_Set exercise 1_.
Put the data entries below into a two-column CSV with the headers instruction and output, one row per entry. Start at the line that contains "Could you please indicate the sky", go through the last data entry with both included, and put each value in its own quoted field with line breaks replaced by spaces.

_Page extract_.
┄┄┄┄┄┄┄┄┄┄

If You're Surprised By The Election Results, You're The Reason You Lost, Or: A Plea For Useful Republicans

Dear Republicans:
I know the despair you feel this morning, and sympathize, because I’ve been there.  In 2004 my stiff, robotic millionaire lost to a President he should have soundly thumped, and I was so hurt I took a week off from the Internet afterwards.  I am completely sympathetic with that slow terror that the country is now in the hands of an incompetent, and the voters don’t even know it.
But I noticed a weird difference between the way Republicans and Democrats reacted to a losing candidate.  In 2004, when the polls turned against Kerry and it was obvious he was going to lose, the Democrats asked “How can we fix that?” Oh, they asked in their glum, incompetent way, but when I personally talked to other Democrats both in real life and online, we were all pretty cognizant of the fact that Kerry was the underdog.
The Republicans of 2012, however, became increasingly convinced that Romney was going to win.
Everywhere I looked on Twitter and Facebook, I saw my Republican friends – not straw men, but actual people – talking about how terrible Nate Silver’s methods were, how these Rasmussen polls showed Romney’s real strength, and eventually you got the travesty of UnSkewedPolls.com, which cherry-picked the data and even today has their prediction of not just a Romney win but a landslide, Romney 311 to Obama 227.  (Actual result: Obama 332, Romney 206.)

┄┄┄┄┄┄┄┄┄┄

_Set exercise 2_.
Duplicate the passage of the letter to Republicans that begins at the words "But I noticed" and stops after "going to win.".

[Data entries]
┄┄┄┄┄┄┄┄┄┄

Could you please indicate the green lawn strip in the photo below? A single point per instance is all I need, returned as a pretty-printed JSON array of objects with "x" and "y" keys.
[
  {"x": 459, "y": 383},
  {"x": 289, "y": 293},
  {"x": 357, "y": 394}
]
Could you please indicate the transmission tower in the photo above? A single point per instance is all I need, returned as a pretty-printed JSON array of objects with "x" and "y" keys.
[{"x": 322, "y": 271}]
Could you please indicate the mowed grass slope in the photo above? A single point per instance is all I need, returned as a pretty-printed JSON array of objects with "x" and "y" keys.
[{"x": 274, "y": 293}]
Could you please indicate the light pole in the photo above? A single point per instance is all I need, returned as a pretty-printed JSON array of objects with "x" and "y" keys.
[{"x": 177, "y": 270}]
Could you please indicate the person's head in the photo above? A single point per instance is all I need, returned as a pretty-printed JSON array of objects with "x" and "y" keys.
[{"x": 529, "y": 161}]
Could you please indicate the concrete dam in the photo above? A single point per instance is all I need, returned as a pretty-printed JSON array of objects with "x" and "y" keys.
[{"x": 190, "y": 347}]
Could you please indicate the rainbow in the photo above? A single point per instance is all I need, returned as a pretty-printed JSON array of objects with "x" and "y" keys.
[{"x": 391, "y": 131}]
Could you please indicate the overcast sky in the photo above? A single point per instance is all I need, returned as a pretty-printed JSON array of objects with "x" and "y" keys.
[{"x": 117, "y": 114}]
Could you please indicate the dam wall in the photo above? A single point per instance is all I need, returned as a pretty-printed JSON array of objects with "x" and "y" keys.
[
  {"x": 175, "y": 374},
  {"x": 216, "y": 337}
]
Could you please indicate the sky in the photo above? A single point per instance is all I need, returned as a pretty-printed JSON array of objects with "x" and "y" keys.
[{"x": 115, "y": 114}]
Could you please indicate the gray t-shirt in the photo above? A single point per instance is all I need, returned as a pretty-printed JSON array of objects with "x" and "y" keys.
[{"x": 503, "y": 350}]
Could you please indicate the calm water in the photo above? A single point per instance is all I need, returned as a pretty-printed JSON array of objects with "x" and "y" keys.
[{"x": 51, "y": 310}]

┄┄┄┄┄┄┄┄┄┄

_Complete response 1_.
instruction,output
"Could you please indicate the sky in the photo above? A single point per instance is all I need, returned as a pretty-printed JSON array of objects with ""x"" and ""y"" keys.","[{""x"": 115, ""y"": 114}]"
"Could you please indicate the gray t-shirt in the photo above? A single point per instance is all I need, returned as a pretty-printed JSON array of objects with ""x"" and ""y"" keys.","[{""x"": 503, ""y"": 350}]"
"Could you please indicate the calm water in the photo above? A single point per instance is all I need, returned as a pretty-printed JSON array of objects with ""x"" and ""y"" keys.","[{""x"": 51, ""y"": 310}]"

_Complete response 2_.
But I noticed a weird difference between the way Republicans and Democrats reacted to a losing candidate.  In 2004, when the polls turned against Kerry and it was obvious he was going to lose, the Democrats asked “How can we fix that?” Oh, they asked in their glum, incompetent way, but when I personally talked to other Democrats both in real life and online, we were all pretty cognizant of the fact that Kerry was the underdog.
The Republicans of 2012, however, became increasingly convinced that Romney was going to win.